#### TEXT PROVIDED ####

# Fuji - akasakaR33's GT-R driven by Tomohiko Sunako



## Kanzen (Aug 2, 2007)

Today I joined Aki (akasakaR33) on a track day at Fuji in his R33.

My car is off the road at the moment, and he's recently collected his from Mine's with a Stage 1+ engine and was keen to see how it performed on the track.

Big thanks to Aki for letting me have 20 minutes of track time. It was my first track day in Japan, and I had a blast :thumbsup: 

Sunako-san was also keen to have a go, and again thanks to Aki I was lucky enough to be a passenger.:squintdan 

Aki hasn't seen this video yet... Don't wince too much.... He was quite gentle really...:chuckle: 

YouTube - Mine's tuned Stage1+ BCNR33


----------



## Bajie (Dec 13, 2001)

You're having too much fun mate ...


----------



## Thrust (Jun 8, 2004)

Nick, that was brilliant! Thanks :thumbsup:


----------



## Lex DakarDatsun (May 22, 2002)

Healthy amount of opposite lock on corner exits


----------



## Kanzen (Aug 2, 2007)

Lex DakarDatsun said:


> Healthy amount of opposite lock on corner exits


I think he went sideways, just because he could


----------



## Lex DakarDatsun (May 22, 2002)

My kind of guy :bowdown1: :bowdown1:


----------



## rb26 (Aug 29, 2004)

Great video Nick:smokin: 
Thanks for sharing.

Terje.


----------



## joker69 (Mar 13, 2006)

very nice..


cheers


----------



## DCD (Jun 28, 2001)

Nice vid and good driving there. Top car!


----------



## NISMO-GTR (Jan 28, 2006)

:smokin: seemed like a quality time on the track there!!

Thanks for sharing.


----------



## hyrev (Apr 30, 2004)

I thought it was D1GP for a second! Time for some S-Tyres


----------



## akasakaR33 (Oct 10, 2005)

Oh my god...

Well, I will have to upload the video that I was taking from the OUTSIDE, along the straightaway - even though I don't have the full Mine's exhaust (front pipes only), the car has a very, very interesting sound. Not quite the high pitch howl that Nick's car has. By the way, that last pass in my car along the straight was at 260kph!

Nick, I'm glad you had fun. Hopefully, some stress relief for you!

#### ENTRIES PROVIDED ####

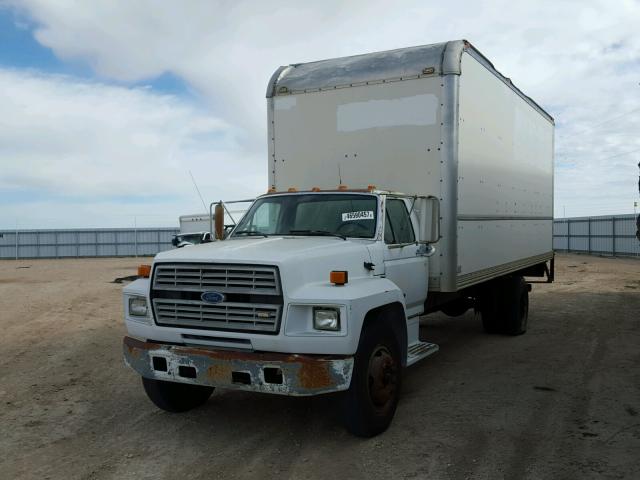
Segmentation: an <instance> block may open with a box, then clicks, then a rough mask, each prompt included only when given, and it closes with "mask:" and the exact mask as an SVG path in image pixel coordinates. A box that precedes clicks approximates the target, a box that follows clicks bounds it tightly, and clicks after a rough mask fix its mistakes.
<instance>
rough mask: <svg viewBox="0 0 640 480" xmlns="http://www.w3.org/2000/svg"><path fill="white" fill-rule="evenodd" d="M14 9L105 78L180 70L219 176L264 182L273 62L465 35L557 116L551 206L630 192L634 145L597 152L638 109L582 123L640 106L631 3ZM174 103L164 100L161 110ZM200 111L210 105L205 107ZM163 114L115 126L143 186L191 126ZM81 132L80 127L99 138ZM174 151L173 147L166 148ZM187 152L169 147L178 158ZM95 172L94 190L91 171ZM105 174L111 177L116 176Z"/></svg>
mask: <svg viewBox="0 0 640 480" xmlns="http://www.w3.org/2000/svg"><path fill="white" fill-rule="evenodd" d="M16 8H17V9H20V10H21V11H23V12H25V14H26V15H28V16H30V17H31V18H32V19H33V20H35V22H36V23H37V24H38V27H37V28H36V31H35V37H36V38H37V40H38V41H39V42H40V43H42V44H43V45H44V46H46V47H49V48H51V49H52V50H53V51H54V52H55V53H56V55H58V56H59V57H61V58H64V59H69V60H78V59H80V60H84V61H86V62H88V63H89V64H90V65H91V66H92V67H93V68H94V69H95V71H96V72H97V73H98V74H99V75H100V76H102V77H103V78H105V79H116V80H118V81H124V82H133V81H140V80H145V79H149V78H153V77H155V76H157V75H160V74H162V73H164V72H170V73H172V74H174V75H177V76H179V77H181V78H183V79H184V80H185V81H186V82H188V84H189V85H191V86H192V87H193V88H195V89H196V90H197V91H198V92H200V93H201V95H202V99H203V105H202V110H197V109H195V108H194V107H189V108H187V107H184V106H180V108H187V109H188V110H189V109H190V113H184V112H183V115H187V116H190V115H195V117H196V118H198V119H199V120H198V121H197V122H196V120H195V119H194V118H191V117H189V118H190V122H196V123H195V124H197V123H198V122H204V123H203V124H202V125H205V126H203V127H202V128H204V130H205V131H207V132H209V131H211V132H214V131H215V132H216V133H215V134H212V135H211V136H212V139H211V141H210V142H209V144H208V145H207V146H206V147H207V148H204V147H205V145H204V144H200V143H199V142H198V141H197V140H196V144H198V145H199V146H200V147H202V148H201V149H200V155H202V156H205V155H207V154H208V153H209V150H207V149H211V150H213V149H214V148H218V145H219V140H218V136H221V137H222V138H224V139H225V140H223V141H222V144H223V145H225V146H224V148H223V150H224V152H220V153H218V152H212V153H211V155H212V156H213V157H214V158H224V159H225V160H226V163H225V165H229V164H230V163H231V162H239V167H238V168H237V169H236V170H234V171H231V169H229V170H228V172H229V176H228V178H229V179H235V180H236V181H237V182H238V183H239V184H240V185H259V186H260V187H262V185H263V184H264V183H266V172H265V171H266V168H265V167H264V166H263V161H264V159H265V158H266V143H265V136H266V135H265V120H266V112H265V100H264V92H265V86H266V83H267V80H268V78H269V77H270V75H271V73H272V72H273V70H274V69H275V68H276V67H277V66H278V65H281V64H288V63H294V62H303V61H310V60H316V59H321V58H328V57H335V56H341V55H349V54H357V53H362V52H367V51H375V50H383V49H390V48H397V47H402V46H409V45H418V44H426V43H432V42H437V41H443V40H447V39H456V38H467V39H469V40H470V41H471V42H472V43H474V44H475V45H476V46H477V47H478V48H479V49H480V50H481V51H482V52H483V53H484V54H485V55H486V56H487V57H488V58H490V59H491V60H492V61H493V62H494V64H495V65H496V67H497V68H498V69H499V70H501V71H502V72H504V73H505V74H506V75H507V76H510V77H511V78H512V79H513V80H514V82H515V83H516V84H517V85H518V86H519V87H521V88H522V90H523V91H525V92H526V93H527V94H529V95H531V96H532V97H533V98H534V99H535V100H536V101H538V102H539V103H540V104H541V105H543V106H544V107H545V108H546V109H547V110H549V111H550V112H551V113H552V114H553V115H554V116H555V117H556V120H557V122H558V129H557V137H556V139H557V141H556V145H557V164H558V166H559V168H558V169H557V175H556V192H557V195H556V205H557V208H556V214H562V206H563V205H566V206H567V214H569V215H582V214H589V213H617V212H623V211H629V210H630V209H632V202H633V200H634V199H635V198H637V186H636V185H637V184H636V181H635V176H636V174H637V167H636V164H637V162H638V159H639V158H640V156H634V155H622V156H619V157H614V158H608V157H610V156H612V155H619V154H622V153H625V152H627V151H632V150H634V149H637V148H640V141H639V140H637V139H636V136H635V132H637V130H638V123H639V121H640V117H639V116H638V114H639V113H640V112H638V111H636V112H635V113H631V114H629V115H627V116H626V117H622V118H619V119H617V120H613V121H611V122H609V123H608V124H605V125H603V126H599V127H595V128H594V127H593V126H594V125H598V123H600V122H601V121H603V120H607V119H610V118H613V117H616V116H617V115H618V114H619V113H624V112H625V111H630V110H632V109H633V108H635V107H640V85H639V84H638V82H639V81H640V37H638V36H637V25H638V24H640V4H638V2H634V1H631V0H628V1H620V2H614V3H612V2H609V1H606V0H591V1H574V2H557V1H546V2H513V1H507V0H499V1H494V2H482V1H477V0H473V1H472V0H468V1H461V2H457V3H456V4H455V6H454V5H452V4H443V3H442V2H424V1H407V2H394V3H389V2H382V1H377V2H376V1H367V2H365V1H350V2H340V1H337V0H328V1H322V2H286V1H284V2H278V3H277V4H270V3H265V2H251V1H240V0H237V1H222V2H211V1H208V0H203V1H191V2H188V3H185V2H177V3H176V2H160V1H155V0H154V1H151V0H149V1H138V2H111V1H106V0H105V1H92V2H72V1H70V0H69V1H64V0H59V1H45V0H22V1H20V2H19V3H17V2H16ZM105 88H106V87H105ZM121 92H122V94H123V95H125V91H124V90H122V91H121ZM131 95H143V94H142V93H140V92H137V91H136V92H133V93H131ZM143 96H144V95H143ZM148 96H149V97H151V98H156V97H155V96H153V95H150V94H149V95H148ZM145 98H147V97H145ZM158 101H159V102H160V104H163V102H167V100H166V99H165V100H158ZM128 102H129V101H128V100H127V101H125V102H124V103H128ZM116 103H117V105H116ZM133 103H135V102H133ZM176 104H179V102H178V101H177V100H175V99H174V100H173V107H171V108H173V109H176ZM154 105H156V104H154ZM105 108H107V107H105ZM113 108H114V110H113V111H111V113H112V114H115V115H116V116H118V115H119V114H116V113H115V112H118V109H119V108H125V109H128V108H129V106H128V105H123V102H119V101H117V100H116V99H115V98H114V104H113ZM167 108H168V109H169V110H171V108H169V107H167ZM180 108H178V110H180ZM145 111H146V112H147V113H149V112H151V110H148V109H147V110H145ZM163 111H167V110H165V109H162V108H161V109H160V112H163ZM204 111H209V112H215V118H212V117H211V116H210V115H208V114H205V113H203V112H204ZM158 115H160V116H162V113H158ZM143 117H144V115H143ZM132 118H133V119H135V120H136V121H137V120H138V119H139V118H140V117H138V116H136V115H135V114H133V117H132ZM174 119H175V118H174ZM162 121H163V120H158V122H159V123H157V124H153V125H151V126H149V128H147V129H146V130H145V129H144V128H143V129H140V128H138V129H135V132H134V131H129V130H128V127H127V128H124V127H123V129H122V132H120V133H121V135H125V134H127V135H126V136H127V138H128V142H132V143H133V144H134V145H136V149H140V150H141V151H146V149H148V150H149V151H152V152H154V154H155V155H156V156H158V157H161V158H165V160H164V161H163V162H162V163H158V164H157V168H155V169H146V170H145V171H146V172H148V178H149V180H148V183H149V186H150V187H152V186H153V185H154V184H155V185H156V186H157V185H162V186H163V188H164V185H165V184H166V183H167V182H159V183H156V177H160V178H163V177H175V176H176V175H178V172H179V171H180V170H181V168H182V165H183V164H182V163H180V162H178V161H176V160H174V161H171V160H170V158H167V156H168V153H167V152H168V151H175V150H171V148H170V147H168V144H172V141H175V142H177V143H178V144H180V145H182V146H184V145H185V144H186V143H185V140H184V139H185V138H198V139H199V138H201V136H198V135H195V134H194V133H193V129H194V128H196V127H195V126H194V125H195V124H194V123H190V122H187V124H188V125H191V127H186V130H180V129H177V127H176V124H177V123H182V122H181V121H176V123H172V122H171V121H170V120H165V121H167V122H168V123H169V124H171V125H172V126H173V128H165V127H164V126H162ZM208 122H213V123H208ZM133 123H135V122H133ZM145 125H148V122H147V123H145ZM89 130H90V128H89V127H87V129H86V130H82V129H81V130H80V131H81V132H82V133H83V134H84V135H85V136H87V137H92V136H96V137H97V136H98V135H97V134H91V133H90V132H89ZM136 135H137V136H136ZM174 135H178V138H179V140H176V139H175V138H173V136H174ZM118 138H122V137H118ZM68 141H71V136H69V138H68ZM96 141H98V140H96ZM154 142H157V143H154ZM234 142H236V144H235V145H233V143H234ZM54 143H55V142H54ZM104 143H107V144H109V145H111V144H113V143H114V142H104ZM187 143H188V142H187ZM204 143H207V142H204ZM128 144H129V143H127V145H128ZM154 145H155V148H154V147H153V146H154ZM54 146H59V148H63V149H64V148H69V147H65V146H64V145H54ZM74 148H75V147H74ZM167 148H168V150H166V149H167ZM125 150H128V149H125ZM185 151H186V150H184V149H178V155H180V154H184V153H185ZM82 154H83V152H79V153H78V156H77V157H74V156H72V155H71V156H70V158H72V159H73V158H75V160H71V164H72V165H74V163H73V162H74V161H75V162H76V163H75V164H77V162H80V160H79V159H80V158H83V157H82ZM123 155H124V156H125V158H129V157H127V152H123ZM202 156H201V157H200V158H201V159H202V158H203V157H202ZM195 157H197V155H195ZM84 158H86V157H84ZM187 158H189V159H191V156H187V155H182V162H186V161H187ZM189 161H197V160H189ZM127 163H129V162H127ZM222 163H223V162H222V161H220V162H219V163H215V162H211V163H210V165H211V167H209V168H205V167H206V166H207V164H206V162H204V161H202V163H199V165H200V166H202V168H203V170H202V171H201V174H202V177H207V174H208V173H209V172H211V173H212V174H214V172H216V170H215V168H218V167H219V166H220V165H222ZM214 164H215V165H216V167H215V168H214V166H213V165H214ZM96 165H105V164H99V163H97V162H96ZM107 165H108V163H107ZM145 165H147V164H145ZM103 170H104V166H103V167H96V169H95V170H92V171H90V172H88V174H87V175H83V176H84V178H85V179H86V180H87V182H91V179H90V178H89V177H90V175H93V174H94V173H97V172H102V171H103ZM194 173H195V172H194ZM216 173H217V172H216ZM169 183H171V182H169ZM95 184H96V185H95V186H94V188H97V189H100V188H102V187H101V186H100V185H98V184H102V181H101V176H100V175H97V176H96V177H95ZM110 185H111V187H110V188H116V189H118V188H120V189H122V188H124V187H123V186H122V184H118V182H112V183H110ZM211 187H212V188H213V185H211Z"/></svg>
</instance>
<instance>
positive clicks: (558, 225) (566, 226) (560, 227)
mask: <svg viewBox="0 0 640 480" xmlns="http://www.w3.org/2000/svg"><path fill="white" fill-rule="evenodd" d="M568 225H569V224H568V223H567V222H565V221H557V220H556V221H555V222H553V234H554V235H566V234H567V226H568Z"/></svg>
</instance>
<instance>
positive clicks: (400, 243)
mask: <svg viewBox="0 0 640 480" xmlns="http://www.w3.org/2000/svg"><path fill="white" fill-rule="evenodd" d="M386 203H387V206H386V214H385V218H386V225H385V230H384V241H385V243H387V244H391V245H397V244H401V243H413V242H415V240H416V237H415V234H414V233H413V225H411V218H410V217H409V212H408V211H407V206H406V205H405V203H404V201H402V200H400V199H399V198H391V199H387V202H386Z"/></svg>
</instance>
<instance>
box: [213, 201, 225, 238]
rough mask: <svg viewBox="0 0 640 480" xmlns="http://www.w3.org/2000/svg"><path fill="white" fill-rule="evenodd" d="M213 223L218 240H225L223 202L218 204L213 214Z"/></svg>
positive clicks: (215, 232) (218, 203)
mask: <svg viewBox="0 0 640 480" xmlns="http://www.w3.org/2000/svg"><path fill="white" fill-rule="evenodd" d="M213 223H214V229H215V230H214V231H215V234H216V240H224V206H223V205H222V202H220V203H216V208H215V211H214V214H213Z"/></svg>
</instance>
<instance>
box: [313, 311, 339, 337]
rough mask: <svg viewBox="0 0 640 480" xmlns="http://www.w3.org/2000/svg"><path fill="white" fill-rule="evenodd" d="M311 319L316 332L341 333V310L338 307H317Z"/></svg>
mask: <svg viewBox="0 0 640 480" xmlns="http://www.w3.org/2000/svg"><path fill="white" fill-rule="evenodd" d="M331 314H332V315H331ZM311 317H312V326H313V329H314V330H317V331H320V332H339V331H340V328H341V324H340V308H338V307H329V306H320V305H316V306H314V307H313V309H312V314H311ZM323 317H324V318H323Z"/></svg>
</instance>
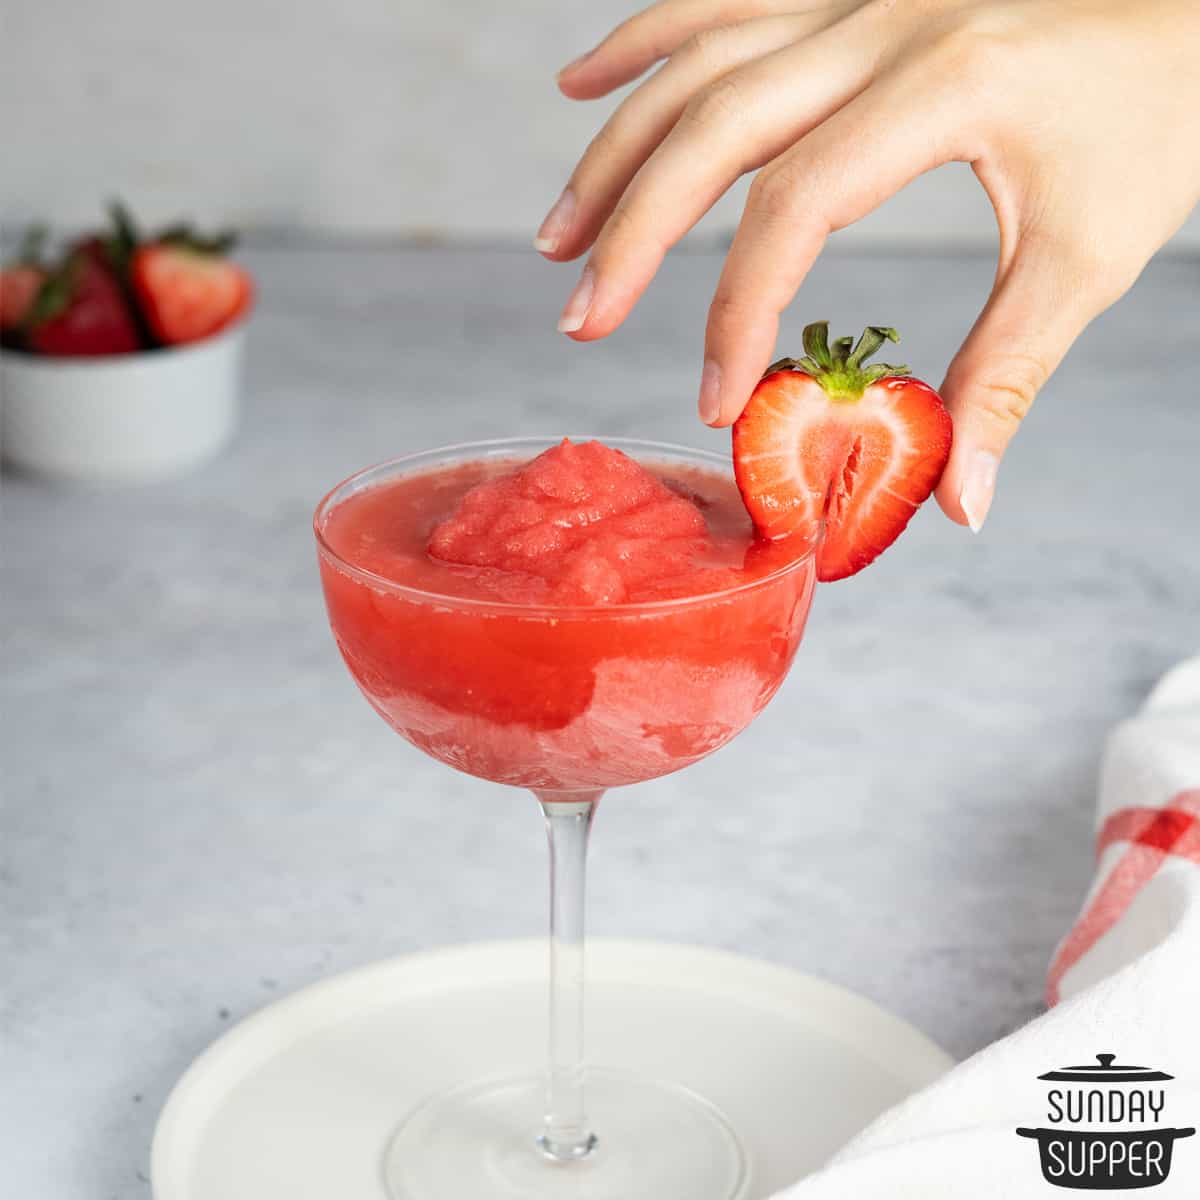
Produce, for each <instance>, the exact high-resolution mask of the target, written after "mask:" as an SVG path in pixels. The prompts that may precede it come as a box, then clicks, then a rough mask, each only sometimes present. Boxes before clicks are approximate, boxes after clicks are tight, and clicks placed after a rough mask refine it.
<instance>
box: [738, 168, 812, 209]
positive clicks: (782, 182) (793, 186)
mask: <svg viewBox="0 0 1200 1200" xmlns="http://www.w3.org/2000/svg"><path fill="white" fill-rule="evenodd" d="M798 191H799V180H798V179H797V176H796V173H794V172H793V170H791V169H790V168H787V167H784V166H776V167H768V168H764V169H763V170H760V172H758V174H757V175H755V178H754V182H752V184H751V185H750V193H749V196H748V197H746V208H748V209H749V210H751V211H752V212H755V214H756V215H760V216H766V217H768V218H779V217H790V216H792V215H793V214H794V212H796V209H797V192H798Z"/></svg>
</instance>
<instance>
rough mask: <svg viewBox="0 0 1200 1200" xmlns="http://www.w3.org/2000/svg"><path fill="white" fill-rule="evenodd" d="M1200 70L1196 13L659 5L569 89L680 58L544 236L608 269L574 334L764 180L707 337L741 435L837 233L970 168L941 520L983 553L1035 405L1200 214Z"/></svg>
mask: <svg viewBox="0 0 1200 1200" xmlns="http://www.w3.org/2000/svg"><path fill="white" fill-rule="evenodd" d="M1198 46H1200V4H1196V2H1195V0H865V2H864V0H823V2H820V0H818V2H809V0H660V2H659V4H655V5H654V6H653V7H650V8H647V10H646V11H644V12H642V13H640V14H637V16H635V17H632V18H631V19H630V20H628V22H625V23H624V24H623V25H620V26H619V28H618V29H616V30H614V31H613V32H612V34H610V35H608V37H606V38H605V40H604V41H602V42H601V43H600V46H598V47H596V48H595V49H594V50H592V52H590V53H589V54H586V55H584V56H583V58H581V59H577V60H576V61H575V62H572V64H571V65H570V66H568V67H566V68H565V70H564V71H563V72H562V73H560V74H559V86H560V89H562V90H563V92H564V94H565V95H566V96H569V97H571V98H575V100H592V98H595V97H599V96H604V95H606V94H607V92H610V91H612V90H613V89H614V88H617V86H619V85H622V84H624V83H629V82H630V80H631V79H635V78H637V77H638V76H640V74H642V72H644V71H646V70H647V68H648V67H649V66H652V65H653V64H654V62H656V61H658V60H660V59H666V60H667V61H666V64H665V65H664V66H662V68H661V70H659V71H658V72H655V73H654V74H653V76H650V77H649V78H648V79H647V80H644V82H643V83H642V84H641V85H640V86H638V88H637V89H636V90H635V91H634V92H631V94H630V95H629V96H628V97H626V98H625V100H624V101H623V103H622V104H620V107H619V108H618V109H617V110H616V113H614V114H613V115H612V118H610V120H608V122H607V124H606V125H605V126H604V128H602V130H601V131H600V133H599V134H598V136H596V137H595V139H594V140H593V142H592V144H590V145H589V146H588V150H587V152H586V154H584V155H583V157H582V160H581V161H580V163H578V166H577V167H576V168H575V172H574V173H572V175H571V178H570V181H569V182H568V185H566V190H565V191H564V192H563V196H562V197H560V199H559V200H558V202H557V204H556V205H554V208H553V209H552V210H551V212H550V215H548V216H547V217H546V220H545V222H544V223H542V227H541V229H540V230H539V234H538V239H536V241H535V245H536V247H538V250H540V251H541V252H542V253H544V254H546V257H548V258H552V259H556V260H559V262H564V260H568V259H571V258H576V257H577V256H580V254H582V253H583V252H584V251H587V250H588V247H592V252H590V254H589V257H588V263H587V265H586V266H584V269H583V272H582V275H581V277H580V282H578V284H577V286H576V289H575V292H574V293H572V294H571V298H570V299H569V300H568V302H566V307H565V308H564V310H563V317H562V319H560V322H559V329H560V330H562V331H563V332H566V334H569V335H570V336H571V337H574V338H577V340H580V341H590V340H593V338H598V337H604V336H606V335H607V334H610V332H612V330H613V329H616V328H617V326H618V325H619V324H620V323H622V322H623V320H624V319H625V317H626V316H628V314H629V312H630V310H631V308H632V306H634V304H635V302H636V301H637V299H638V296H640V295H641V294H642V292H643V290H644V289H646V287H647V284H648V283H649V281H650V278H652V277H653V275H654V272H655V271H656V270H658V266H659V264H660V263H661V260H662V257H664V254H665V252H666V251H667V248H668V247H670V246H672V245H673V244H674V242H676V241H678V240H679V239H680V238H682V236H683V235H684V234H685V233H686V232H688V229H689V228H690V227H691V226H692V224H695V222H696V221H697V220H698V218H700V217H701V216H702V215H703V214H704V212H706V211H707V210H708V209H709V208H710V206H712V204H713V203H714V202H715V200H716V199H718V198H719V197H720V196H721V194H722V193H724V192H725V191H726V190H727V188H728V187H730V185H731V184H732V182H733V181H734V180H736V179H737V178H738V176H739V175H742V174H744V173H746V172H749V170H754V169H756V168H760V167H761V168H762V169H761V170H760V172H758V174H757V176H756V179H755V181H754V185H752V186H751V188H750V194H749V199H748V200H746V205H745V211H744V212H743V216H742V221H740V224H739V227H738V232H737V235H736V238H734V241H733V245H732V247H731V250H730V252H728V257H727V258H726V263H725V269H724V271H722V274H721V278H720V283H719V284H718V288H716V294H715V296H714V299H713V304H712V307H710V310H709V317H708V329H707V334H706V346H704V364H703V370H702V373H701V388H700V413H701V416H702V418H703V420H706V421H707V422H708V424H710V425H718V426H720V425H728V424H731V422H732V421H733V420H736V419H737V416H738V414H739V413H740V412H742V408H743V407H744V406H745V402H746V400H748V398H749V396H750V392H751V390H752V389H754V385H755V384H756V383H757V380H758V378H760V376H761V374H762V372H763V370H764V368H766V366H767V364H768V362H769V361H770V359H772V354H773V349H774V343H775V337H776V334H778V329H779V314H780V312H781V311H782V310H784V308H785V307H786V306H787V304H788V302H790V301H791V300H792V298H793V296H794V294H796V290H797V289H798V288H799V286H800V283H802V281H803V280H804V276H805V275H806V274H808V271H809V269H810V268H811V265H812V262H814V260H815V258H816V257H817V254H818V253H820V251H821V248H822V246H823V245H824V241H826V238H827V236H828V235H829V233H832V232H833V230H836V229H841V228H844V227H845V226H847V224H851V223H852V222H854V221H857V220H859V218H860V217H863V216H865V215H866V214H869V212H870V211H872V210H874V209H875V208H877V206H878V205H880V204H881V203H882V202H883V200H884V199H887V198H888V197H889V196H892V194H893V193H894V192H896V191H899V190H900V188H901V187H904V186H905V185H906V184H907V182H910V181H911V180H912V179H914V178H916V176H917V175H919V174H922V173H923V172H926V170H929V169H931V168H932V167H937V166H940V164H942V163H946V162H952V161H961V162H970V163H971V166H972V169H973V170H974V174H976V176H977V178H978V179H979V182H980V184H982V185H983V187H984V190H985V191H986V193H988V197H989V199H990V200H991V204H992V208H994V209H995V211H996V218H997V222H998V226H1000V259H998V269H997V274H996V281H995V286H994V289H992V293H991V296H990V299H989V301H988V304H986V306H985V307H984V310H983V312H982V314H980V316H979V319H978V320H977V323H976V325H974V328H973V329H972V330H971V334H970V336H968V337H967V340H966V342H965V343H964V344H962V348H961V349H960V350H959V353H958V355H956V356H955V358H954V361H953V362H952V364H950V367H949V371H948V373H947V377H946V382H944V384H943V386H942V395H943V398H944V401H946V403H947V407H948V408H949V410H950V413H952V415H953V418H954V448H953V451H952V455H950V460H949V462H948V464H947V467H946V472H944V474H943V475H942V481H941V484H940V486H938V490H937V499H938V503H940V504H941V506H942V509H943V511H944V512H946V515H947V516H949V517H950V518H952V520H954V521H958V522H959V523H964V524H970V526H971V527H972V528H973V529H978V528H979V527H980V526H982V524H983V521H984V517H985V516H986V514H988V508H989V505H990V504H991V498H992V490H994V486H995V480H996V469H997V467H998V463H1000V458H1001V456H1002V455H1003V452H1004V449H1006V446H1007V445H1008V442H1009V439H1010V438H1012V436H1013V434H1014V433H1015V431H1016V428H1018V426H1019V425H1020V422H1021V420H1022V418H1024V416H1025V414H1026V413H1027V412H1028V408H1030V404H1031V403H1032V402H1033V397H1034V395H1036V394H1037V391H1038V390H1039V388H1040V386H1042V385H1043V384H1044V383H1045V380H1046V379H1048V378H1049V376H1050V373H1051V372H1052V371H1054V370H1055V367H1056V366H1057V365H1058V362H1060V361H1061V360H1062V358H1063V355H1064V354H1066V353H1067V350H1068V348H1069V347H1070V344H1072V342H1073V341H1074V340H1075V337H1078V336H1079V334H1080V332H1081V331H1082V329H1084V328H1085V326H1086V325H1087V323H1088V322H1090V320H1091V319H1092V318H1093V317H1094V316H1097V314H1098V313H1099V312H1102V311H1103V310H1104V308H1106V307H1108V306H1109V305H1110V304H1112V302H1114V301H1115V300H1116V299H1117V298H1118V296H1121V295H1122V294H1123V293H1124V292H1126V290H1127V289H1128V288H1129V286H1130V284H1132V283H1133V282H1134V280H1135V278H1136V277H1138V275H1139V274H1140V271H1141V269H1142V268H1144V266H1145V264H1146V262H1147V260H1148V259H1150V257H1151V256H1152V254H1153V253H1154V251H1157V250H1158V248H1159V247H1160V246H1162V245H1163V244H1164V242H1165V241H1166V240H1168V239H1169V238H1170V236H1171V234H1172V233H1174V232H1175V230H1176V229H1177V228H1178V227H1180V224H1182V222H1183V221H1184V218H1186V217H1187V215H1188V212H1189V211H1190V210H1192V208H1193V206H1194V205H1195V203H1196V200H1198V199H1200V126H1198V118H1196V114H1198V113H1200V54H1198V53H1196V47H1198Z"/></svg>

####

**TASK DETAILS**: From the Fuji track day thread above, retype the passage between "Oh my god..." and "relief for you!", inclusive, with no changes.

**TASK ANSWER**:
Oh my god...

Well, I will have to upload the video that I was taking from the OUTSIDE, along the straightaway - even though I don't have the full Mine's exhaust (front pipes only), the car has a very, very interesting sound. Not quite the high pitch howl that Nick's car has. By the way, that last pass in my car along the straight was at 260kph!

Nick, I'm glad you had fun. Hopefully, some stress relief for you!